What is required »
Please show every line of the entries below that contains the string "render", copying each such line in full. Case counts.

(Pointing records)
= = = = = = =

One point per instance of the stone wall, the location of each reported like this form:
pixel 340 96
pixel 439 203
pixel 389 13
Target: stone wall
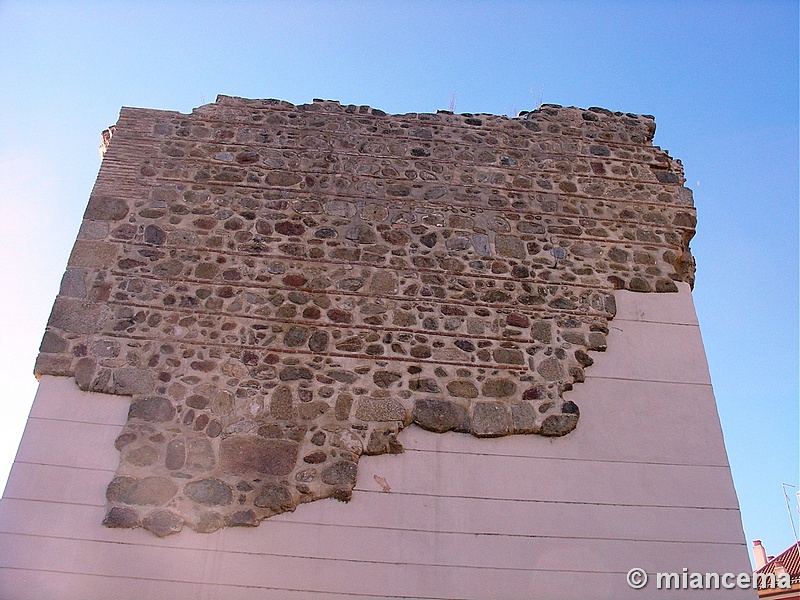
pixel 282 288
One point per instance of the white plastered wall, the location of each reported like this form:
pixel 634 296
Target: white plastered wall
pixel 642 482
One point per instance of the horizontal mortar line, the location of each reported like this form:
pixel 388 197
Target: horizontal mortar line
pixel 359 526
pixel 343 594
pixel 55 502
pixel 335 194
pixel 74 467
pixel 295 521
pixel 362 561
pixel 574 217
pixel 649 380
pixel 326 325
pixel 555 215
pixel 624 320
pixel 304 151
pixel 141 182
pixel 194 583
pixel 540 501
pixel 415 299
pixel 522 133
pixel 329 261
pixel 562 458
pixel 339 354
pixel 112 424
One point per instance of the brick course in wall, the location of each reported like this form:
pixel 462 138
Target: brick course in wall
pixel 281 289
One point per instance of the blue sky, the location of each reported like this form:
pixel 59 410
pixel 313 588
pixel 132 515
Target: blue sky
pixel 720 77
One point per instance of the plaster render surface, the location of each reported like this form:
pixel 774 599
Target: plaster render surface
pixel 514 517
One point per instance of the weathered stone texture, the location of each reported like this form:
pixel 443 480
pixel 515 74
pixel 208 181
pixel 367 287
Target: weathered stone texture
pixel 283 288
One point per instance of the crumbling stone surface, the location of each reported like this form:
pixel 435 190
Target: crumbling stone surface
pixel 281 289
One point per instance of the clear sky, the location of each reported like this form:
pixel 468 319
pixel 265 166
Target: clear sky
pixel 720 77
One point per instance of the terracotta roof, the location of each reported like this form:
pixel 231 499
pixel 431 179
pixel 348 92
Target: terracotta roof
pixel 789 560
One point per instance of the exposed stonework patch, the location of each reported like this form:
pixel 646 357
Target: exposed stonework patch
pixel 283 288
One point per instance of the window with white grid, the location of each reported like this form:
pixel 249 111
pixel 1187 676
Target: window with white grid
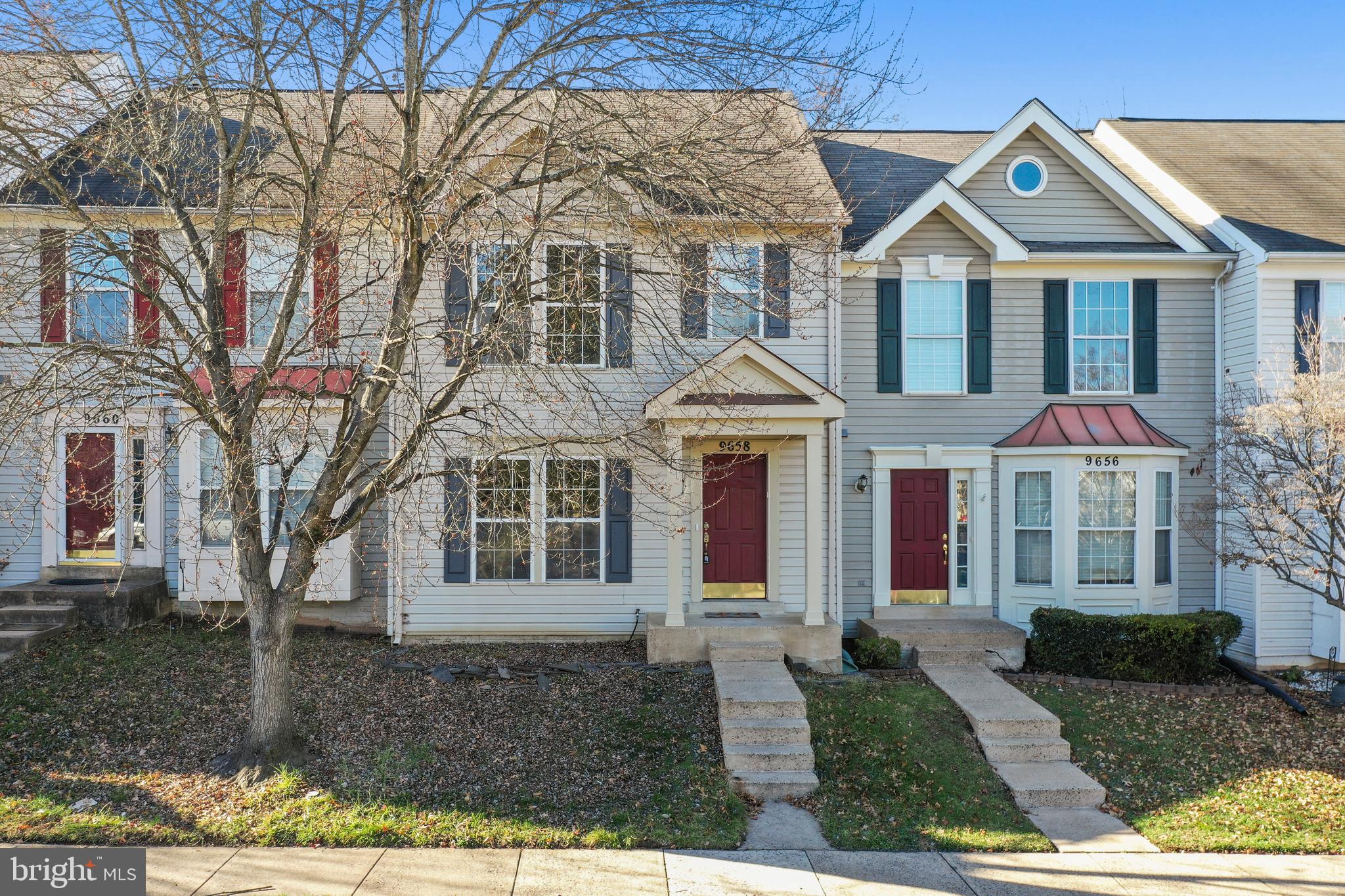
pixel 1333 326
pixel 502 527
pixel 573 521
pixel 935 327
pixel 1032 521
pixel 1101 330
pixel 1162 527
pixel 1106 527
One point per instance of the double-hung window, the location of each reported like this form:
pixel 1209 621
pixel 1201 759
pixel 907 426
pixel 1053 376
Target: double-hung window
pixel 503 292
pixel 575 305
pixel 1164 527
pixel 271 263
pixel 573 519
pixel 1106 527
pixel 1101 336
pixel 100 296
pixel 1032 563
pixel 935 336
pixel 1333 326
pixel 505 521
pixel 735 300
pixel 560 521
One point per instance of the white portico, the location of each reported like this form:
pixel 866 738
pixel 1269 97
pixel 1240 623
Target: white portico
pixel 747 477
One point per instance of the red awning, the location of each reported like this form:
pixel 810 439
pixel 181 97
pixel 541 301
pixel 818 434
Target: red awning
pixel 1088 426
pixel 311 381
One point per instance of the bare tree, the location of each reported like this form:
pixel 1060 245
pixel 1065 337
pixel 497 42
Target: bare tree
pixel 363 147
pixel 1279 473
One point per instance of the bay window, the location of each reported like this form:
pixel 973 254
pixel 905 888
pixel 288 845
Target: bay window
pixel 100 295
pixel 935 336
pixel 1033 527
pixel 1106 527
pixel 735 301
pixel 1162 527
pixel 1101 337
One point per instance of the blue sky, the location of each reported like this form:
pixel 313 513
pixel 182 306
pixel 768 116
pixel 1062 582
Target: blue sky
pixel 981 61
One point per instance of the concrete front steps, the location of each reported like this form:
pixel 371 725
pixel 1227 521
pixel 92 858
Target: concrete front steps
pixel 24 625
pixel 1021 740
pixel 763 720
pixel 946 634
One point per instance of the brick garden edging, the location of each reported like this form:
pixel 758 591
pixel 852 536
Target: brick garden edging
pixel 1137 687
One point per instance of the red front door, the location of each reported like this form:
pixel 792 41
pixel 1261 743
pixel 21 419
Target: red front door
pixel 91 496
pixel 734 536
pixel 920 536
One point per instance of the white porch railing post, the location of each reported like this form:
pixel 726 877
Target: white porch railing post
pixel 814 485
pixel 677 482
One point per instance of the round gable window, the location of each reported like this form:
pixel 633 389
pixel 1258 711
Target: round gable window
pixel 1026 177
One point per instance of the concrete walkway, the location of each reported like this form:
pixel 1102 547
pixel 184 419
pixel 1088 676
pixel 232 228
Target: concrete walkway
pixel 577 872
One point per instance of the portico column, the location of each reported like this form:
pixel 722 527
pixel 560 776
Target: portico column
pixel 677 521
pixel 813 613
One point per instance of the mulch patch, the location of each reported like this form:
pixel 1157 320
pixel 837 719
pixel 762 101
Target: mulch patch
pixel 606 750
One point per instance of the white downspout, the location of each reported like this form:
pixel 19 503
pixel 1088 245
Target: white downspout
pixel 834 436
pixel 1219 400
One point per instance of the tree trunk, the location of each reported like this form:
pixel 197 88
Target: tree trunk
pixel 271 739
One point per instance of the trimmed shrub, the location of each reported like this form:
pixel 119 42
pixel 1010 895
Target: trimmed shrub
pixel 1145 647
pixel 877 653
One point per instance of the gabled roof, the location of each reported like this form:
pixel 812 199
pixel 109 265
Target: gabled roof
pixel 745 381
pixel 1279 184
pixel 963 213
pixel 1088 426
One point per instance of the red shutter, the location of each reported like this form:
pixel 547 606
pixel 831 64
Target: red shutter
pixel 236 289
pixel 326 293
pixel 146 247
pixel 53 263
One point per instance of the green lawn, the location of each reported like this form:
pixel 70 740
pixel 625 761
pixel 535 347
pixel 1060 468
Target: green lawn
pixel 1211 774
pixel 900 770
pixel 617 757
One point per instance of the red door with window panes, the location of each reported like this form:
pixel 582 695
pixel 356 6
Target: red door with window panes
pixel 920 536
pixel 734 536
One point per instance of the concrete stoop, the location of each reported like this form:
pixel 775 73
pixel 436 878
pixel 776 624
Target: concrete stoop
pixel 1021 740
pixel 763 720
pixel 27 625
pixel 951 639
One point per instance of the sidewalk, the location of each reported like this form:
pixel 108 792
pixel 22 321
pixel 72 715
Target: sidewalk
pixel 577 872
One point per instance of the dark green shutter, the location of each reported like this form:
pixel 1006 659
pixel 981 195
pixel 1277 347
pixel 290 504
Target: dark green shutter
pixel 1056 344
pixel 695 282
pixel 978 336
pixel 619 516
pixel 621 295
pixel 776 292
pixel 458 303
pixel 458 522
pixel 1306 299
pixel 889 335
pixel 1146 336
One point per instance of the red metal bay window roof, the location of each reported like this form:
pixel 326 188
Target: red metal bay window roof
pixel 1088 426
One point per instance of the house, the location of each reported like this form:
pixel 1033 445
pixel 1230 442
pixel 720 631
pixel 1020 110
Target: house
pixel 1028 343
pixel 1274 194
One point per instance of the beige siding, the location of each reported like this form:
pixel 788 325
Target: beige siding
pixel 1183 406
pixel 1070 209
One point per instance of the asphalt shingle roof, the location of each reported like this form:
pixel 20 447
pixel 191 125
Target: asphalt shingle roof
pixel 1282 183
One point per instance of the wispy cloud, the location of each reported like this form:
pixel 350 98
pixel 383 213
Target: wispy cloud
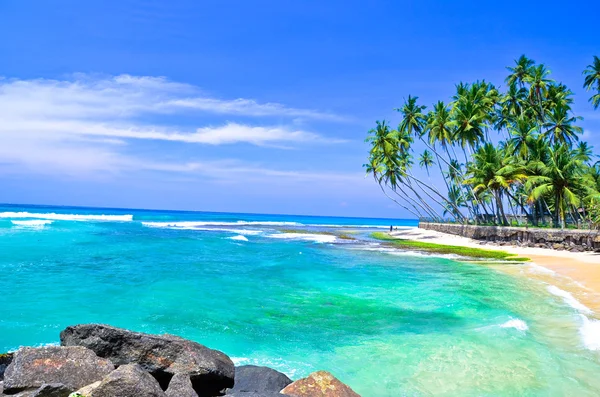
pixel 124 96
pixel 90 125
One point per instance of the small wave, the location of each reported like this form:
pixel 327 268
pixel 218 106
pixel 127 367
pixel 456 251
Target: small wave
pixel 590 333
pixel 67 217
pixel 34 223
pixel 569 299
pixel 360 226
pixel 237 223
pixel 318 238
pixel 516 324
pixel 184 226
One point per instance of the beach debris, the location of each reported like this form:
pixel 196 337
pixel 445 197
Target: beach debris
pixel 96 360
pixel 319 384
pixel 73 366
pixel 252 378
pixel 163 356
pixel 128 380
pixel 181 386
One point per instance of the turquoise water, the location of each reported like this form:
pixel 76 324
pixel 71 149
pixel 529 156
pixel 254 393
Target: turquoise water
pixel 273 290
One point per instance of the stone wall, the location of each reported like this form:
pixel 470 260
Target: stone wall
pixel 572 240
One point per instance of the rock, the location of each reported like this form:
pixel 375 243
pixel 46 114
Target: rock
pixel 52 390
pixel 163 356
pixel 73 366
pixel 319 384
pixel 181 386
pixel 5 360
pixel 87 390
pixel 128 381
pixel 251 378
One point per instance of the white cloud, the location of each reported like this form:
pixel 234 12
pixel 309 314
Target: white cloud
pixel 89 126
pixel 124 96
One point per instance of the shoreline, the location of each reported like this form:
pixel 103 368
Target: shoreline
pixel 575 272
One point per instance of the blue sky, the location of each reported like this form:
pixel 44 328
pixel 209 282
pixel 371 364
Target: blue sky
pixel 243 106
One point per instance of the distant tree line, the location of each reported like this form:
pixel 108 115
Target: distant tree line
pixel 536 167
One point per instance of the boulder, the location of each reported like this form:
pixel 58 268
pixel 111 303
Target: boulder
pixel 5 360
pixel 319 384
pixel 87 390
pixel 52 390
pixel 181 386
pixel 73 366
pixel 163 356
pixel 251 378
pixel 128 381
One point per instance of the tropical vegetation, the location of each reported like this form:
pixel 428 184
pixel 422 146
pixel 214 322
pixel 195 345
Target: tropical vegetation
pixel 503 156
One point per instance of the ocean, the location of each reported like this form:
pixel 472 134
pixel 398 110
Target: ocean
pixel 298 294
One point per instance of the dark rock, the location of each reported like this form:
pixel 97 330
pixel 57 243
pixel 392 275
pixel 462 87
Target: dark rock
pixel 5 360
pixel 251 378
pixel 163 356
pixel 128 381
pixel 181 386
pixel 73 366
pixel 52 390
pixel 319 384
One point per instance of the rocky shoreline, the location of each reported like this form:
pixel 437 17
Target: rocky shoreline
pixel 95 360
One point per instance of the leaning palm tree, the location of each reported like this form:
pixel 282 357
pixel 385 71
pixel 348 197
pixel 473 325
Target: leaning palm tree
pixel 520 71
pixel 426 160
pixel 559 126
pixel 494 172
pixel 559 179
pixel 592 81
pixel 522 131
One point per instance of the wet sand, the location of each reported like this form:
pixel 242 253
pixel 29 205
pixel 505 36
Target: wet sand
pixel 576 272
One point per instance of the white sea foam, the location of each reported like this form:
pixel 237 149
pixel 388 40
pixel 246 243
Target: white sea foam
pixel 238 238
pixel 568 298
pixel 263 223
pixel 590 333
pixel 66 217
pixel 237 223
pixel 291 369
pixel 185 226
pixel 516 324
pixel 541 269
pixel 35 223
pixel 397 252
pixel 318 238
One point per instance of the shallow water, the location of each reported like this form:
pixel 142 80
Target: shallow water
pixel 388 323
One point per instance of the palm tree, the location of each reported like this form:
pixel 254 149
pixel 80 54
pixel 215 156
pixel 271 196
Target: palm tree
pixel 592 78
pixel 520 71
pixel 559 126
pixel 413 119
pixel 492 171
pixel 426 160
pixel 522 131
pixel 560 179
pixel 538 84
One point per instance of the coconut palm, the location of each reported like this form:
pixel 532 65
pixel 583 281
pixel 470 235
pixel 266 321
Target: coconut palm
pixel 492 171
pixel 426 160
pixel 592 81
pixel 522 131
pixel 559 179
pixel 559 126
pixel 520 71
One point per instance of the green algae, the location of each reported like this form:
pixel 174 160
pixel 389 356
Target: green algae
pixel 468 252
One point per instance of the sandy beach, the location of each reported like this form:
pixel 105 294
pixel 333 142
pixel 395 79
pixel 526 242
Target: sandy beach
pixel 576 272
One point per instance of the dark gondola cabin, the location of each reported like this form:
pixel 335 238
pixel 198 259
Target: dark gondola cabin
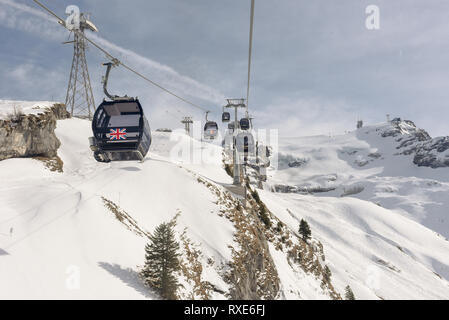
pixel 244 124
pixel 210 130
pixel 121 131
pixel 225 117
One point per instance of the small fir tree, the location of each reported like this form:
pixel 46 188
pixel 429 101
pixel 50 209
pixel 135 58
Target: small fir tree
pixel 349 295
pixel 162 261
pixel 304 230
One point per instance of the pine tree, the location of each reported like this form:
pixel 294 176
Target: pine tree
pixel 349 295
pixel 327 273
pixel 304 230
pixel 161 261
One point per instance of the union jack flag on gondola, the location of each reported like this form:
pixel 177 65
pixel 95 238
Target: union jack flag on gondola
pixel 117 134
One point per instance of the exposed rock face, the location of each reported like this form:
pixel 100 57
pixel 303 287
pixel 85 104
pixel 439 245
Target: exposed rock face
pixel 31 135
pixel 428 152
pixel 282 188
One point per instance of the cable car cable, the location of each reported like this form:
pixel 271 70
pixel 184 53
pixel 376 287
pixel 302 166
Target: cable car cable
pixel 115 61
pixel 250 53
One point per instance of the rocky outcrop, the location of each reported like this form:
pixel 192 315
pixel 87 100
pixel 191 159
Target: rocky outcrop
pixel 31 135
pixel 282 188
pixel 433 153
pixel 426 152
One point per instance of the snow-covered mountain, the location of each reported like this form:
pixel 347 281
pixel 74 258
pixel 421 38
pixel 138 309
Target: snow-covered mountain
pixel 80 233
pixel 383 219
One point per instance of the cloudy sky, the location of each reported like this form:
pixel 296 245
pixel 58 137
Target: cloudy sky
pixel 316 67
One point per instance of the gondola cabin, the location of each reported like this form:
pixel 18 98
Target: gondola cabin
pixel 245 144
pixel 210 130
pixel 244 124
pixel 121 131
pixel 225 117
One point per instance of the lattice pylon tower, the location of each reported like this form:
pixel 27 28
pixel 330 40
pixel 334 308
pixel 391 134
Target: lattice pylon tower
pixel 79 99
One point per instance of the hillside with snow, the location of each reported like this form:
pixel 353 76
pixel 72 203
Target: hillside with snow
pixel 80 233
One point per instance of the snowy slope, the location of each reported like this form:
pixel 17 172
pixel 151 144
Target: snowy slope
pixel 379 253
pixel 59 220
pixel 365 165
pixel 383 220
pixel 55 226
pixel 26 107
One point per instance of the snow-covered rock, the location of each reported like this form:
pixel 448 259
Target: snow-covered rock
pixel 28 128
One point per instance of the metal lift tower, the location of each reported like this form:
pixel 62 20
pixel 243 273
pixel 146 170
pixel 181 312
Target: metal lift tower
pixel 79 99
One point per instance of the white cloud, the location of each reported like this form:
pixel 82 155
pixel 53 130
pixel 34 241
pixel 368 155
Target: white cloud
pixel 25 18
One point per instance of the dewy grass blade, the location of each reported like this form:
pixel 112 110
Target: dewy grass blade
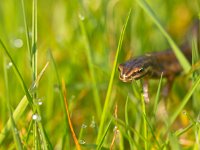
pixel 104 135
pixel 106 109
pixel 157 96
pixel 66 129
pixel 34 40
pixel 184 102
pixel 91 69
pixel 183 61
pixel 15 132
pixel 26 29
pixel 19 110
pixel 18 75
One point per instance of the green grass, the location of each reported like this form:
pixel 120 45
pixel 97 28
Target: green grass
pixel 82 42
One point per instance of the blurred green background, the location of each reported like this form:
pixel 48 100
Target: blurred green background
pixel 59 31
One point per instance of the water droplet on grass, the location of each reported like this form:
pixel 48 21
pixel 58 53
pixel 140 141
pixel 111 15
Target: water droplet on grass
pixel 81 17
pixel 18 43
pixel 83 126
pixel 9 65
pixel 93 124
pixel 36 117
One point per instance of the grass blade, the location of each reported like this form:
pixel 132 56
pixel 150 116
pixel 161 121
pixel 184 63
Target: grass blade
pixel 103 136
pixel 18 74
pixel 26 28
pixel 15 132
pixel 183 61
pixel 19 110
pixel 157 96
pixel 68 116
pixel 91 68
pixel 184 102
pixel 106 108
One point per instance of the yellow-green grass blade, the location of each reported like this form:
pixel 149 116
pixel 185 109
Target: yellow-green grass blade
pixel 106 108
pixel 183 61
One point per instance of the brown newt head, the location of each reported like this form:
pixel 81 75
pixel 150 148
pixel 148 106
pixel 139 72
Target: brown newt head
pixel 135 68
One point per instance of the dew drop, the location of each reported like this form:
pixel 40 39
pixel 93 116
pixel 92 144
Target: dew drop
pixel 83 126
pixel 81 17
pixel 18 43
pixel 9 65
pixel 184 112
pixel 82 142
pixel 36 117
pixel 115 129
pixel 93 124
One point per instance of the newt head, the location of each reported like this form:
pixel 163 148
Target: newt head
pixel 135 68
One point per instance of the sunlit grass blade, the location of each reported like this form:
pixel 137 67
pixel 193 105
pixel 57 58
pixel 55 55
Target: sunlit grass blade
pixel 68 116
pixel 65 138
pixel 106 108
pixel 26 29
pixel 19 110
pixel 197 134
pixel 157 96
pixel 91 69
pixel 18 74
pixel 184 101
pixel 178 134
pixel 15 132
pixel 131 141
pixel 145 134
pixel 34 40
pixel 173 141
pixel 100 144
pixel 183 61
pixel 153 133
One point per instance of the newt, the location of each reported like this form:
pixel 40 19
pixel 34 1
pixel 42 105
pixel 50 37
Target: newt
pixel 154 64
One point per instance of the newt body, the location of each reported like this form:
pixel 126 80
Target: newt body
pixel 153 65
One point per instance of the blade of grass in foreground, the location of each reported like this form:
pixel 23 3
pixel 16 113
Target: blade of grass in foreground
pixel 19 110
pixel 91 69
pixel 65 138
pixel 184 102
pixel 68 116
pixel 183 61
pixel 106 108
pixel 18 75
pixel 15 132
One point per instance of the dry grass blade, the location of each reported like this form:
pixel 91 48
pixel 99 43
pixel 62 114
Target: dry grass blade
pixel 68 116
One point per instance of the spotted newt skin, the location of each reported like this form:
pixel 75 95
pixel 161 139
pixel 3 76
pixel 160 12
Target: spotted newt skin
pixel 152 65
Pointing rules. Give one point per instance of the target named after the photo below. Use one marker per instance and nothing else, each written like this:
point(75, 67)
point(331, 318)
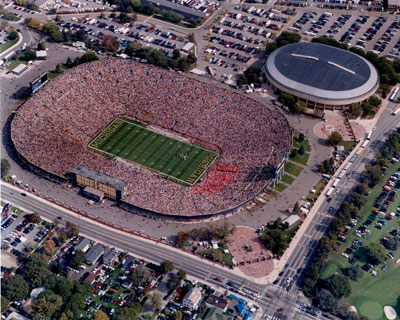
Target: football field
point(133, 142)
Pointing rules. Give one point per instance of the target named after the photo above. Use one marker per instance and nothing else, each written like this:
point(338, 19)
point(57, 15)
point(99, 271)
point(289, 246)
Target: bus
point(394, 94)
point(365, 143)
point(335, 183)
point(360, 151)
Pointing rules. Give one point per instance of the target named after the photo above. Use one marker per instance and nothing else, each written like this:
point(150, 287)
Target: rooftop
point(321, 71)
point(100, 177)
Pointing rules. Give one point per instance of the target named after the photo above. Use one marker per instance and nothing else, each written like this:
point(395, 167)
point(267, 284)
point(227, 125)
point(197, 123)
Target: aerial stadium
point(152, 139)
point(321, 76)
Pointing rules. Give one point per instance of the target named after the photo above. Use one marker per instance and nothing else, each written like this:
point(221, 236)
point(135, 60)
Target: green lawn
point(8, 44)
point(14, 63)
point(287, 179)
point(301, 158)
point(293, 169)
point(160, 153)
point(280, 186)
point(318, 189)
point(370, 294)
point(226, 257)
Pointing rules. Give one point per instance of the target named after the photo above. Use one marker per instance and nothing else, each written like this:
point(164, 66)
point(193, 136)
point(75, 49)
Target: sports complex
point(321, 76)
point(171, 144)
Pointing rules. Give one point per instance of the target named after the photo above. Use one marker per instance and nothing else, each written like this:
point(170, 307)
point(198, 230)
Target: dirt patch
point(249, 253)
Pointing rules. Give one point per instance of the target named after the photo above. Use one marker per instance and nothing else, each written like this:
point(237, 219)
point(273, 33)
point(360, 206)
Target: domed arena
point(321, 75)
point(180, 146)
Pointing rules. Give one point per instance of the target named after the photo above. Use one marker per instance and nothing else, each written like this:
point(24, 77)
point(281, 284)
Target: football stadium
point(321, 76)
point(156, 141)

= = = = = = =

Right answer »
One point per instance of the plaster render surface, the location of each reported like this form:
Target: plaster render surface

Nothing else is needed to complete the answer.